### TASK DESCRIPTION
Using the word "piece" as the filter, copy each matching line from the records.
···
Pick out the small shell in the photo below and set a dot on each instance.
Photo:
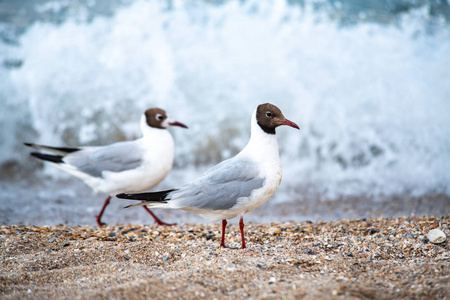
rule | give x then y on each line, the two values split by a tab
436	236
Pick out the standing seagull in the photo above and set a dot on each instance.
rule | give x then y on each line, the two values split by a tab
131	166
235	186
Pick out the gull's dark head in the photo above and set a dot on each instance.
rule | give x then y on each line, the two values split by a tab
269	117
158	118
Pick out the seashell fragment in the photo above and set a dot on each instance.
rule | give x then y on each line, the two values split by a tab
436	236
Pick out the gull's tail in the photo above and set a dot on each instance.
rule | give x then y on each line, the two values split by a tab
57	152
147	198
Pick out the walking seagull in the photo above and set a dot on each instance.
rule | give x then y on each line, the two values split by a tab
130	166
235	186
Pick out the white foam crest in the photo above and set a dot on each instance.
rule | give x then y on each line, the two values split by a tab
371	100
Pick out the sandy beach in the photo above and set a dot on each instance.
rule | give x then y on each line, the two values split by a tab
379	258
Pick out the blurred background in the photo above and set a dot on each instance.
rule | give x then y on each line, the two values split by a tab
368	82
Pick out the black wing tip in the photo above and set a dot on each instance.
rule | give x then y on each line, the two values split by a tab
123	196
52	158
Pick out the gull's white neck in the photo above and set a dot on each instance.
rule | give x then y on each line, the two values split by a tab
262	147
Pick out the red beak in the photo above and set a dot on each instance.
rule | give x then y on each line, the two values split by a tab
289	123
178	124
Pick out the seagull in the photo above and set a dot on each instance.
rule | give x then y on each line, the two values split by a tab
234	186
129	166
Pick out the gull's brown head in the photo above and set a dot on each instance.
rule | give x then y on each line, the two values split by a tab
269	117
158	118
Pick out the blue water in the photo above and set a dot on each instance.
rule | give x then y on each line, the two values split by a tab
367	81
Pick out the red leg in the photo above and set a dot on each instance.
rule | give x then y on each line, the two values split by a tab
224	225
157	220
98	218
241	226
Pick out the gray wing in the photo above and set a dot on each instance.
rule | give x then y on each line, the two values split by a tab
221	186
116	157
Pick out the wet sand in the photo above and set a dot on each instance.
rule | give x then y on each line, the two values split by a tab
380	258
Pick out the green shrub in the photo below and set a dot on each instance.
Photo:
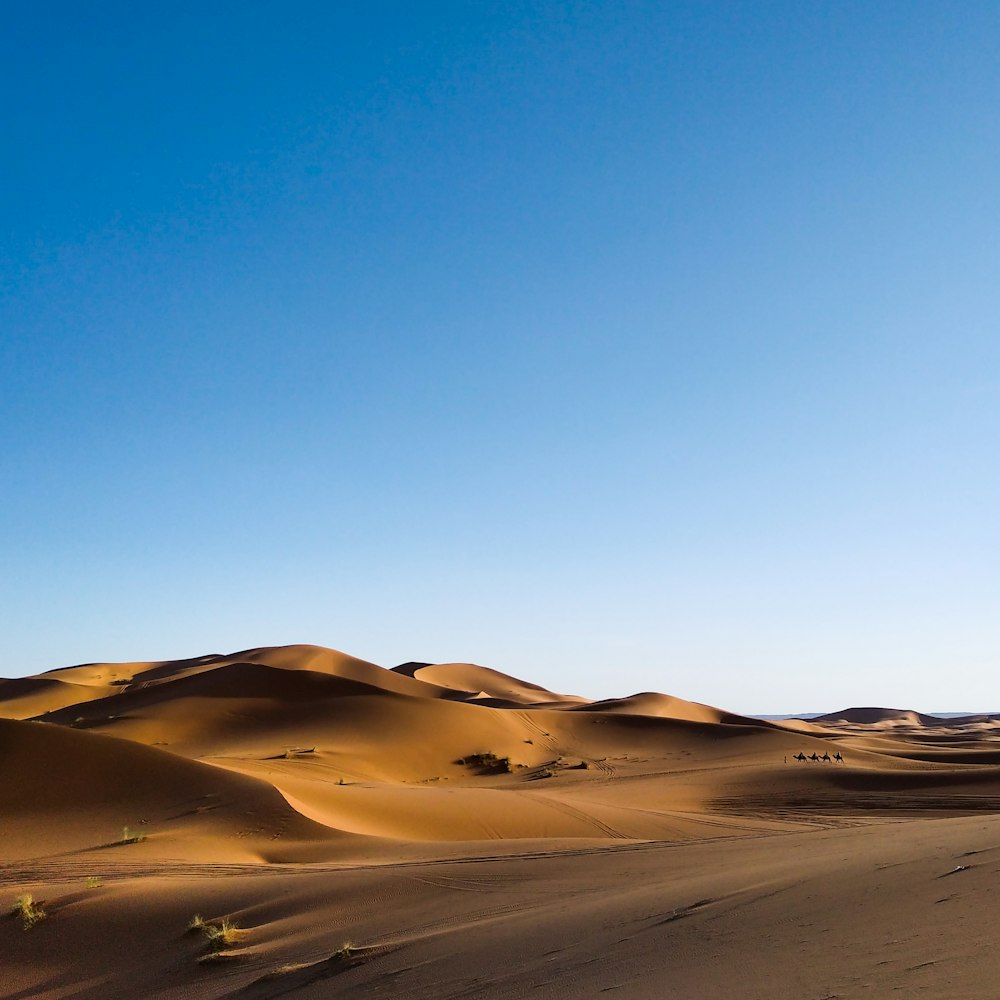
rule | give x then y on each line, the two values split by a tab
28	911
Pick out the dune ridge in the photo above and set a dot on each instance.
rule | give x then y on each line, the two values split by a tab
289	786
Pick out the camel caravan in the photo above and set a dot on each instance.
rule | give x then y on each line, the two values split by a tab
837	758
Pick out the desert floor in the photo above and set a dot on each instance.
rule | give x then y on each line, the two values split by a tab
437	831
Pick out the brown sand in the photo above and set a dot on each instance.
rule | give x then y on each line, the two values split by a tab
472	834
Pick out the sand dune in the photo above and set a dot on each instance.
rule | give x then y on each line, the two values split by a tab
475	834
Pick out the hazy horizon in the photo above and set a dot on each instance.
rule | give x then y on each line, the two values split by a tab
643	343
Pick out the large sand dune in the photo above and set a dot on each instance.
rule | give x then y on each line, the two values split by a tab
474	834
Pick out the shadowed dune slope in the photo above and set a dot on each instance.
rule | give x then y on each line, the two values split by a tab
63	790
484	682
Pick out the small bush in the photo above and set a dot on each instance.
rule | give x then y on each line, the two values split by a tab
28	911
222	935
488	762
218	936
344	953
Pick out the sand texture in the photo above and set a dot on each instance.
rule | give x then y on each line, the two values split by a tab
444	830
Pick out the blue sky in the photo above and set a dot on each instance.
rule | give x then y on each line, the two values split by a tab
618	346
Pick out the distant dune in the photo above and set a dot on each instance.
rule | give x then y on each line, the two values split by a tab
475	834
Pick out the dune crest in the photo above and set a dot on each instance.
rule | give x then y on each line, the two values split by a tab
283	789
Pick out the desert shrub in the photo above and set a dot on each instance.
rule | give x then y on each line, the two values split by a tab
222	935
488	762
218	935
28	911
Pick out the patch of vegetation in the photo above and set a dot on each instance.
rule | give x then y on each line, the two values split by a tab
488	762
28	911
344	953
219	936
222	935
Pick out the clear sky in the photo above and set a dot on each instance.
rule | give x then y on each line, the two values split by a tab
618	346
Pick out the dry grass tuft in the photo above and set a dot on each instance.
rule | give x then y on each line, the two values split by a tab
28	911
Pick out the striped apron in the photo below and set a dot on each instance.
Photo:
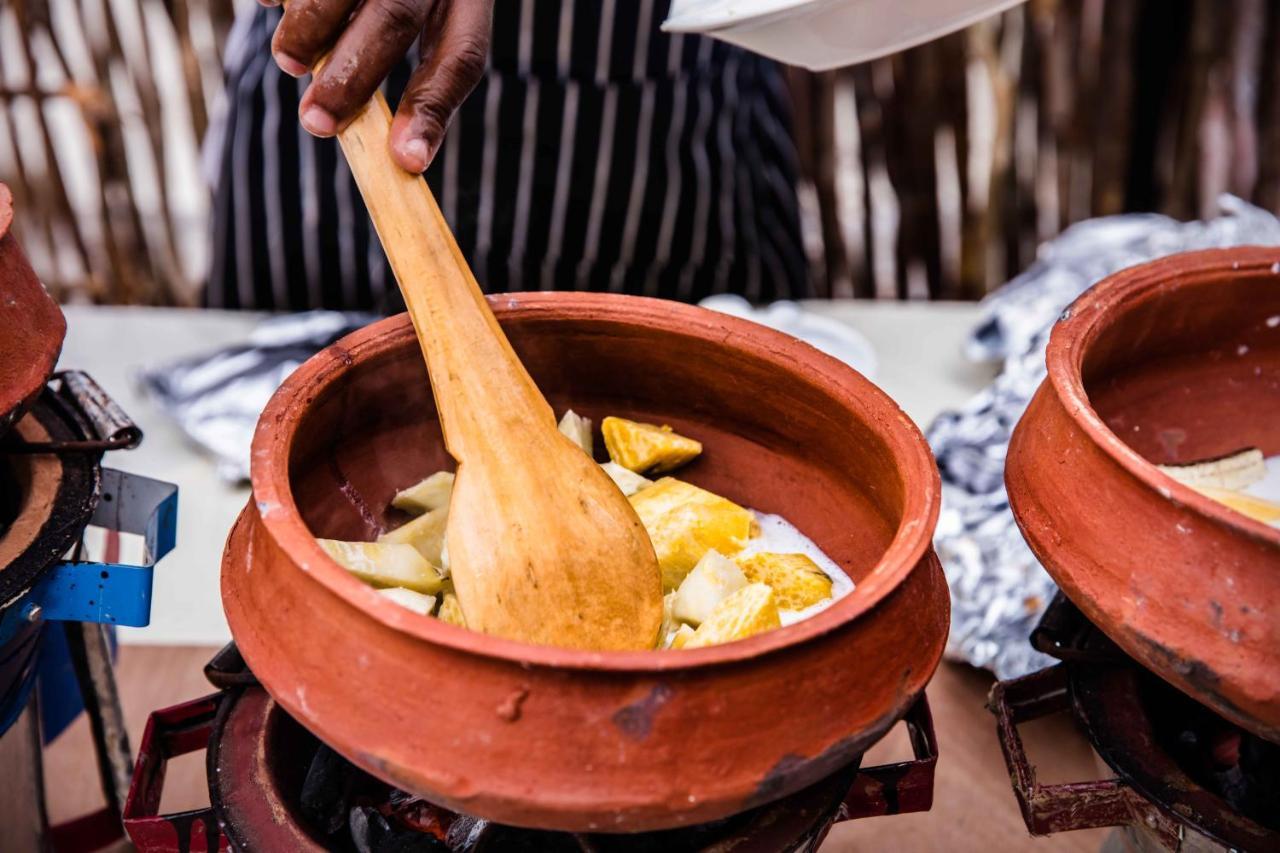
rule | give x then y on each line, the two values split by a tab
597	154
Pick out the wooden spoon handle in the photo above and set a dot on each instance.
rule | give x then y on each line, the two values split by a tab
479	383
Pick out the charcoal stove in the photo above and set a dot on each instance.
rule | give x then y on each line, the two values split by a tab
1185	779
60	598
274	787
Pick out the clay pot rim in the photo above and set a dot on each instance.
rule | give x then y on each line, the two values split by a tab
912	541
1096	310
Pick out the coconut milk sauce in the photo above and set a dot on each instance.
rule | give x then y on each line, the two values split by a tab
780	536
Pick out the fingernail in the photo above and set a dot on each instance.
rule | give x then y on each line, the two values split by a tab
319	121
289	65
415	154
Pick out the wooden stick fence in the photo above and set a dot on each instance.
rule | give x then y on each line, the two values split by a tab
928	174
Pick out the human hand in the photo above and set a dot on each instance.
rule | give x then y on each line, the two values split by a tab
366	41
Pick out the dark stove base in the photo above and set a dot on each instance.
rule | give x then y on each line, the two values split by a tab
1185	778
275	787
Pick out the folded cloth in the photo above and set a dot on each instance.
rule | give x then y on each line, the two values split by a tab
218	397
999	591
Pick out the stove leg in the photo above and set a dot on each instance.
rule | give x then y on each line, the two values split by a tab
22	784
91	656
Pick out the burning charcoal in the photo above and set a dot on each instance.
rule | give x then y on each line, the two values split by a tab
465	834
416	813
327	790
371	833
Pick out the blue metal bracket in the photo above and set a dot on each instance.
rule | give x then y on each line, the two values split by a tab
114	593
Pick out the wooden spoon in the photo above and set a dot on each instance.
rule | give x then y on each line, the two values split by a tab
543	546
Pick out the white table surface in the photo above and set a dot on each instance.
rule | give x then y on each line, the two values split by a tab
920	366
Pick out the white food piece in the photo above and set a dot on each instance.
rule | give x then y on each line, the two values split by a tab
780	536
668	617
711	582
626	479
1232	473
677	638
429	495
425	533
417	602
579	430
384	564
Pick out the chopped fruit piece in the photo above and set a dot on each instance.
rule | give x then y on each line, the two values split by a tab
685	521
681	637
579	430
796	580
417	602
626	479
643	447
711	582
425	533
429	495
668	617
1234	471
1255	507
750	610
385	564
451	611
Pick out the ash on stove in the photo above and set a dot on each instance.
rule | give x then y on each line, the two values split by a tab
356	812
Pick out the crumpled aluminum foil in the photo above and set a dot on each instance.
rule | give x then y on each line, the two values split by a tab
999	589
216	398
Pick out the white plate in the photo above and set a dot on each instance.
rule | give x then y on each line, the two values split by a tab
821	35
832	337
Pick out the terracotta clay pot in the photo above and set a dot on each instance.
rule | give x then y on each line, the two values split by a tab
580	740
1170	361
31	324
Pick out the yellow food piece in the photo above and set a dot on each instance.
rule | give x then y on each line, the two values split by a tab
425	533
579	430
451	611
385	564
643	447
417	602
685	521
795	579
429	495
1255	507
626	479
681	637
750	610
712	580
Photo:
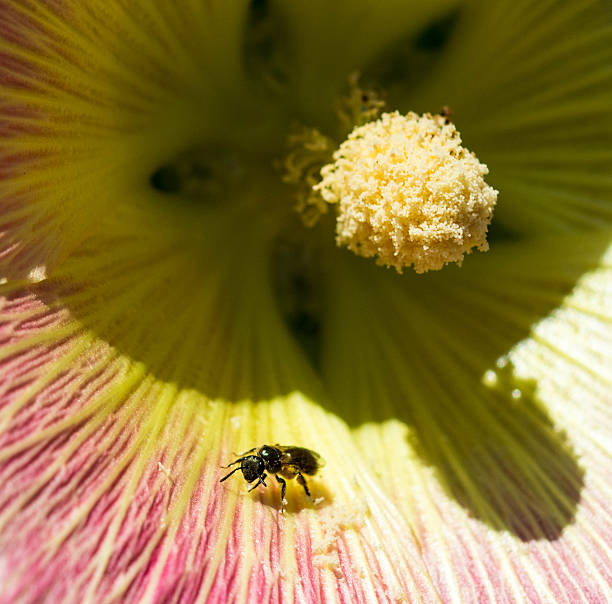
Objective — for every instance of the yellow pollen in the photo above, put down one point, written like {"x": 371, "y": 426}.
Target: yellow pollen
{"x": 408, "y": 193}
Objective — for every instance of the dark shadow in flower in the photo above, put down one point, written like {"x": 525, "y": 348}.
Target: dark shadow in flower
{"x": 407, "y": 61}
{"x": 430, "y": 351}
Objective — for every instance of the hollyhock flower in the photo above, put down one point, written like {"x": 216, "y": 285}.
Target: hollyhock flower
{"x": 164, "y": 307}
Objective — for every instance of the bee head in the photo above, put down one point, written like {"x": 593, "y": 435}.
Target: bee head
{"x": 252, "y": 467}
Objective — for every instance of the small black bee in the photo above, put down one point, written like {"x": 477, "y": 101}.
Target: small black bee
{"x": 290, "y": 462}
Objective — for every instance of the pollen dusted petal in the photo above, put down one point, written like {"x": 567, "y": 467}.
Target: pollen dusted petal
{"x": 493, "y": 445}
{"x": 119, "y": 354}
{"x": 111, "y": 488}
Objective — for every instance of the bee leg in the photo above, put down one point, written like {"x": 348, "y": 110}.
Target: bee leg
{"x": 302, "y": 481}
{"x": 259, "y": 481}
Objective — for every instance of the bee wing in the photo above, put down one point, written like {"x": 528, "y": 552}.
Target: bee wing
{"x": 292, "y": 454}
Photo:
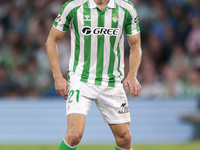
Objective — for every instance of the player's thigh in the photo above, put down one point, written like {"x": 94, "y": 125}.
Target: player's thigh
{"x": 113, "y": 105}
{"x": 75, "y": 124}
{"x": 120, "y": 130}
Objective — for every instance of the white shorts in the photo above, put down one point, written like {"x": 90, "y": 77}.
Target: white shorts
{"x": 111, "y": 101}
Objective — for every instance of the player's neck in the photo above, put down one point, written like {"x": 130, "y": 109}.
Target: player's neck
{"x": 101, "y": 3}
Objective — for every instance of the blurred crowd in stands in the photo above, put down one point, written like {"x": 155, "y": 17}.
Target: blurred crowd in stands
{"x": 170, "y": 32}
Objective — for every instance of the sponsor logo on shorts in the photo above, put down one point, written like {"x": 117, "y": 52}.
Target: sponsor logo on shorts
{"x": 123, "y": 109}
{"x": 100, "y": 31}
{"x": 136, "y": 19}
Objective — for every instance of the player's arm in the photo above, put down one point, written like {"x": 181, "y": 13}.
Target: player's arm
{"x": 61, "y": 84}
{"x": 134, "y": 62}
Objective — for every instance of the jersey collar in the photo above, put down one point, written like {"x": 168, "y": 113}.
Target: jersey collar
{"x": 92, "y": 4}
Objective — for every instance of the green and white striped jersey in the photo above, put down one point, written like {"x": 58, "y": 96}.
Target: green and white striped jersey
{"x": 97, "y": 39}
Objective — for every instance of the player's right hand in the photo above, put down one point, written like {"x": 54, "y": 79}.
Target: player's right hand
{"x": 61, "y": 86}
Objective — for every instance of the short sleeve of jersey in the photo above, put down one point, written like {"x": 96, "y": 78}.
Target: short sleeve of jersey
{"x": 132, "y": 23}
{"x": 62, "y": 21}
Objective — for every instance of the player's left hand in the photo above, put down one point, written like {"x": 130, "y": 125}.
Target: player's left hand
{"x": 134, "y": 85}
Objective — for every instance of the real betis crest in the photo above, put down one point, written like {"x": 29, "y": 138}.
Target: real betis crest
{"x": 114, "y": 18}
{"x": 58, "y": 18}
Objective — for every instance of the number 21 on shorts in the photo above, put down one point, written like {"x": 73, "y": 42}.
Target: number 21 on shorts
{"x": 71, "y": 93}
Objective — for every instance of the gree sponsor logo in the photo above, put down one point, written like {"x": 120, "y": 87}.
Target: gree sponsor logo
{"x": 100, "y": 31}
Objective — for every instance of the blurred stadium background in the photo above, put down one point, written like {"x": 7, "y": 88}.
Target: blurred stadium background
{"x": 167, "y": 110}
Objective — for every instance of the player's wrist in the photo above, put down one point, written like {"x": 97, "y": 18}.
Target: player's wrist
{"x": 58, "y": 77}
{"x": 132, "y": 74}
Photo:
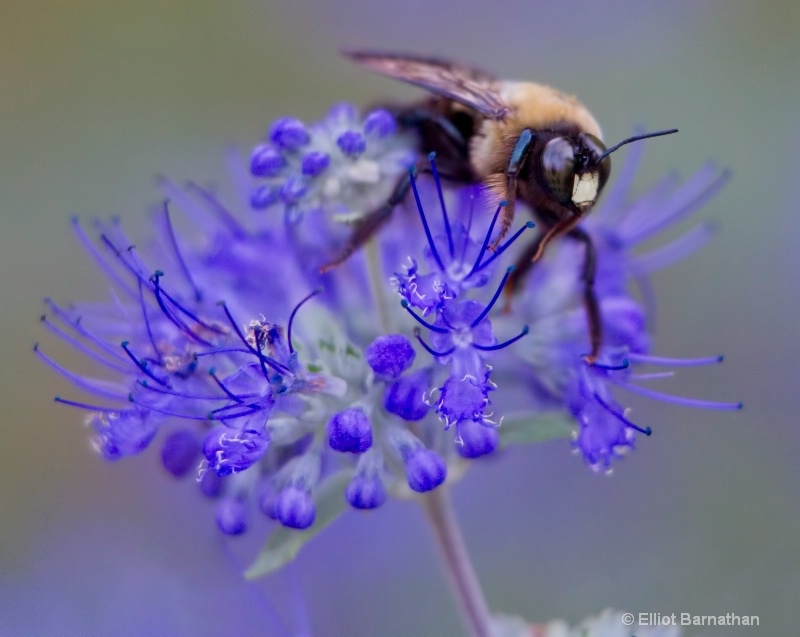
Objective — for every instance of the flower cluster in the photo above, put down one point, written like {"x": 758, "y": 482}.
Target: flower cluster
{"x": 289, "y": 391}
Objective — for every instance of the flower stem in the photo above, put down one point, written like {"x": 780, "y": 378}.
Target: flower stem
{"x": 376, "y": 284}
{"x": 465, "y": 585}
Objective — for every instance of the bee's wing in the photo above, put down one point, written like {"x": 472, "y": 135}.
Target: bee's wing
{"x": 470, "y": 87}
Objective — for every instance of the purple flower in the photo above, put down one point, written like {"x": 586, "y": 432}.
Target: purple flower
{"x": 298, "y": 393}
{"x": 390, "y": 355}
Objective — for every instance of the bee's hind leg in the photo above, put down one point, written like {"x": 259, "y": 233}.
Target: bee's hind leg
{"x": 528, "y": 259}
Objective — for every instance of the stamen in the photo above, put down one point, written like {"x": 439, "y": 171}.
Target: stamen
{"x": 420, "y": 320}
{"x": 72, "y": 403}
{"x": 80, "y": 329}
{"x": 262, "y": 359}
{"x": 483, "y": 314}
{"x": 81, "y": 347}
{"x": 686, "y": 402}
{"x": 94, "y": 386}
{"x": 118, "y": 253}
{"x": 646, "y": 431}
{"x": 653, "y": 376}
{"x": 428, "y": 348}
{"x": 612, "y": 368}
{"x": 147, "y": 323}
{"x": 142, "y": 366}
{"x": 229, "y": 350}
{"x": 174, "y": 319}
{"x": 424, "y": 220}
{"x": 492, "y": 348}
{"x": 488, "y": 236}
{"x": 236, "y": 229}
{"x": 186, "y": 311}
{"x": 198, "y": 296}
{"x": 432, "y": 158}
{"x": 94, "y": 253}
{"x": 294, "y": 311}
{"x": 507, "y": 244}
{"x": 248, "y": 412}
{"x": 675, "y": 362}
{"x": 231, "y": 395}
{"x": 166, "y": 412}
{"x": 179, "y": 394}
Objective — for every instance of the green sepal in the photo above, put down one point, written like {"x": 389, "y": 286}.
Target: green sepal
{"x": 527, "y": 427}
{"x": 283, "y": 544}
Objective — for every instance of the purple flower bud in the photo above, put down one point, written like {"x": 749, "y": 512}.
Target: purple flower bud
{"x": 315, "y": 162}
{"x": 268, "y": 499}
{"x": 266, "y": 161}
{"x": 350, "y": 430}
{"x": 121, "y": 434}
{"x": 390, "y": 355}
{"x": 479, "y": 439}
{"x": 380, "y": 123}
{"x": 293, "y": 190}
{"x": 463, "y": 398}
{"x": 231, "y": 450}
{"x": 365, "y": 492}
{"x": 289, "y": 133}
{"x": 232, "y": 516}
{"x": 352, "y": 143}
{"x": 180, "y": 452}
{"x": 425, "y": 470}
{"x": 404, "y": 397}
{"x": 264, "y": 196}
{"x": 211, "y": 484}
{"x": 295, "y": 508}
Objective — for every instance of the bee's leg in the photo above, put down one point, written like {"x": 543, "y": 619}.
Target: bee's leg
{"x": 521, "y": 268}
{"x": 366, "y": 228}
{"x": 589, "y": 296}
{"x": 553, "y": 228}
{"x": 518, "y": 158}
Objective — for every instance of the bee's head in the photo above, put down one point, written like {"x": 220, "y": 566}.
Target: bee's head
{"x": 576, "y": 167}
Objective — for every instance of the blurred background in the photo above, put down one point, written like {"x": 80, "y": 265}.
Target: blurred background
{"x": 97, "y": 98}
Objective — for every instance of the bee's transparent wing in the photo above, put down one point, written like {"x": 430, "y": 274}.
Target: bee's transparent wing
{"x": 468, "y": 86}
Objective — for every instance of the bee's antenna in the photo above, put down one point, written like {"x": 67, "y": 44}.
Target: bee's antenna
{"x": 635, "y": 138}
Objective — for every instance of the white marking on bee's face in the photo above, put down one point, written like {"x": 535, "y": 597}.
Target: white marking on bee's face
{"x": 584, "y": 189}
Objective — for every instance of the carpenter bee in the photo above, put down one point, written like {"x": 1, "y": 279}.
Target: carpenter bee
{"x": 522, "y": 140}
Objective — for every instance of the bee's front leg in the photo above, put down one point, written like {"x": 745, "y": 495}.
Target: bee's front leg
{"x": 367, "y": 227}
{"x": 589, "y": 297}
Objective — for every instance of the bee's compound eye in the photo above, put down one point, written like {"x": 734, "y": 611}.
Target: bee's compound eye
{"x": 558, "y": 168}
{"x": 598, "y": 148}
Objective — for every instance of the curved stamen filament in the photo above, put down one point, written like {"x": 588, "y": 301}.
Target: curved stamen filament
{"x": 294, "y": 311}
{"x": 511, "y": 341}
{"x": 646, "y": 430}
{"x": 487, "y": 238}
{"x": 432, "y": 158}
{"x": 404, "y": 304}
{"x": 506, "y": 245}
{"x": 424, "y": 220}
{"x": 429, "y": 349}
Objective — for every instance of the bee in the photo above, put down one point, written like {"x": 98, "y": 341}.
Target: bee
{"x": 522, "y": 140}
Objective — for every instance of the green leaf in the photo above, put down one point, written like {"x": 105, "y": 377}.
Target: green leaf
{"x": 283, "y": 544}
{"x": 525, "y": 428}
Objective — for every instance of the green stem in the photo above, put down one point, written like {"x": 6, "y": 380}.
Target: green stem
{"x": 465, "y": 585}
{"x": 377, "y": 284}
···
### SOLUTION TO THE EXERCISE
Pick out the white food piece in the photo above and set a dot on each instance.
Pick out the chopped fruit piece in the photo above and set a dot on each instance.
Pick out the yellow food piece in the photo above and set a dot on each instance.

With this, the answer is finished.